◆ **Work required**: I'd like every line in the following listing that holds "logo" copied.
===== Dataset records
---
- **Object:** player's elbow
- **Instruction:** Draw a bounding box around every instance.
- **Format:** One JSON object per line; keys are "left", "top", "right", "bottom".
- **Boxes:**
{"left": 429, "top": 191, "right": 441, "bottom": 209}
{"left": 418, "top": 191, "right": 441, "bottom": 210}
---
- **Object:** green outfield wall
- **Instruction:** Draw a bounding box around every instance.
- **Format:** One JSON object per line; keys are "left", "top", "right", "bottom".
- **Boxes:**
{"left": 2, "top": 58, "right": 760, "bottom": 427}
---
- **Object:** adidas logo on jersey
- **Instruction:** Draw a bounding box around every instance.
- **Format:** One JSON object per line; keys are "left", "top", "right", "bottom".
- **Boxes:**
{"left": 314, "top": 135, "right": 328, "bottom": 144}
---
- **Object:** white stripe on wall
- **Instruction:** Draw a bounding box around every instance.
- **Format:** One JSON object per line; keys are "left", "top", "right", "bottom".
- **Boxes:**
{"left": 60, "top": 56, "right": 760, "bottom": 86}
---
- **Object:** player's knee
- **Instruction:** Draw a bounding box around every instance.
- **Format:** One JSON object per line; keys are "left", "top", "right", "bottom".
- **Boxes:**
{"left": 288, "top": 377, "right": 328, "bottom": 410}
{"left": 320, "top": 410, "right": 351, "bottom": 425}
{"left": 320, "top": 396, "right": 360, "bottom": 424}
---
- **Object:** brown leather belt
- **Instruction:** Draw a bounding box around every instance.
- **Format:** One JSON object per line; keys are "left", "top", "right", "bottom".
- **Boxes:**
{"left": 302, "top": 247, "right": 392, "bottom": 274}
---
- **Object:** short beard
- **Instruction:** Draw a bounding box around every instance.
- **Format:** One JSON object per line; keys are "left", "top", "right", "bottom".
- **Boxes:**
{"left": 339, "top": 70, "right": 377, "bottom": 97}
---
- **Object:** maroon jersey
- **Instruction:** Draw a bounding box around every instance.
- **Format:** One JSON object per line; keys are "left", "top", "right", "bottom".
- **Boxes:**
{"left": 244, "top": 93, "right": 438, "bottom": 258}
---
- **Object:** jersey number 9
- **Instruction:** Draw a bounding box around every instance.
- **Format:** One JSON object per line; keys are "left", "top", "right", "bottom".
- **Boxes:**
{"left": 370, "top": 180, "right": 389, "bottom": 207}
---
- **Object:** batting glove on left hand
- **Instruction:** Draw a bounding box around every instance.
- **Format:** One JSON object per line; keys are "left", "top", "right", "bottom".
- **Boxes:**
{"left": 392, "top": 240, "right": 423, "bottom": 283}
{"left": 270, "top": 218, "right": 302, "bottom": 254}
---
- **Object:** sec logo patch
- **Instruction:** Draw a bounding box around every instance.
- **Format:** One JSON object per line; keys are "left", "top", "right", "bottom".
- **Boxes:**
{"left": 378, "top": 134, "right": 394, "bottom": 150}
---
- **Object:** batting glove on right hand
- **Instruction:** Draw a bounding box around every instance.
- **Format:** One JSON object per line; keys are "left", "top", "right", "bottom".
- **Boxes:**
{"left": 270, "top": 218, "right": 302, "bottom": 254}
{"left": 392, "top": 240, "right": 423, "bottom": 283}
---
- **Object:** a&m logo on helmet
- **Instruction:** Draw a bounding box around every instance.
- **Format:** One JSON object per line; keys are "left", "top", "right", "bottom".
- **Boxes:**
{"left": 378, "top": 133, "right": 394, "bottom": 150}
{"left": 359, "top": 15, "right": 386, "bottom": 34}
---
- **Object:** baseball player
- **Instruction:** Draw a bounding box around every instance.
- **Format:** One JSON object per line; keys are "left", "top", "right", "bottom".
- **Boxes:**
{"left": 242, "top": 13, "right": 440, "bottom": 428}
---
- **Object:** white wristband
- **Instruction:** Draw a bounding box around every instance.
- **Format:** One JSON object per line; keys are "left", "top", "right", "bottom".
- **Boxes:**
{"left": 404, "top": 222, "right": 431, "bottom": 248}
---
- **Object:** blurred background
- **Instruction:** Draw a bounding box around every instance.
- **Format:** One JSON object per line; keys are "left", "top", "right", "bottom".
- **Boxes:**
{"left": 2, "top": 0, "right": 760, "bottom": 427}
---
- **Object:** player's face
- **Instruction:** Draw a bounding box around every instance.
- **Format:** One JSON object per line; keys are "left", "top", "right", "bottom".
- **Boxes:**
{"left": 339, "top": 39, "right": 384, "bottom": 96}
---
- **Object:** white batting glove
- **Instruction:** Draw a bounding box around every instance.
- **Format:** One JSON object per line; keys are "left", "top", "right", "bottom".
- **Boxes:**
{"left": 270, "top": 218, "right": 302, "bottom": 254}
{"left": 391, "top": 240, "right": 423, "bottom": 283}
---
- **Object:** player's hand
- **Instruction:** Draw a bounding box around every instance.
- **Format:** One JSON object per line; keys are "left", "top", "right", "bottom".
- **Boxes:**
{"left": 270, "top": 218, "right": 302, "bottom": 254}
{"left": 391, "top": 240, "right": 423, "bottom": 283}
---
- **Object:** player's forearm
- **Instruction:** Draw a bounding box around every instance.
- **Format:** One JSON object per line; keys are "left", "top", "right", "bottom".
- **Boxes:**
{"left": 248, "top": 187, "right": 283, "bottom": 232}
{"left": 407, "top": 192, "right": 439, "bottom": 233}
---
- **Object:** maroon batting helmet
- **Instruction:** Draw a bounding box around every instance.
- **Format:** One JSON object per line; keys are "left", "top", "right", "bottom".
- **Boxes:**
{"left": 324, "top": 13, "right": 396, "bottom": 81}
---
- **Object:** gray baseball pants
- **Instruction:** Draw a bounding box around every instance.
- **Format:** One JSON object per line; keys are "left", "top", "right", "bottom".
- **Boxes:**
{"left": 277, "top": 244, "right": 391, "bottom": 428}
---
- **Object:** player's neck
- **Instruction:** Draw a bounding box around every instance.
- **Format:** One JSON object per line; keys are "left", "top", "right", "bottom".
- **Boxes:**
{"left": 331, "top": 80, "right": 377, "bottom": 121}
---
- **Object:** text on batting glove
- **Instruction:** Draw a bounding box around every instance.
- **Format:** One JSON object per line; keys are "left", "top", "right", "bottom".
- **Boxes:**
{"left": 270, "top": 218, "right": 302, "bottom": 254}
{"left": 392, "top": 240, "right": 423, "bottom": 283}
==========
◆ **Result for this exercise**:
- **Object:** adidas logo on jersey
- **Object:** sec logo patch
- **Object:** a&m logo on helmet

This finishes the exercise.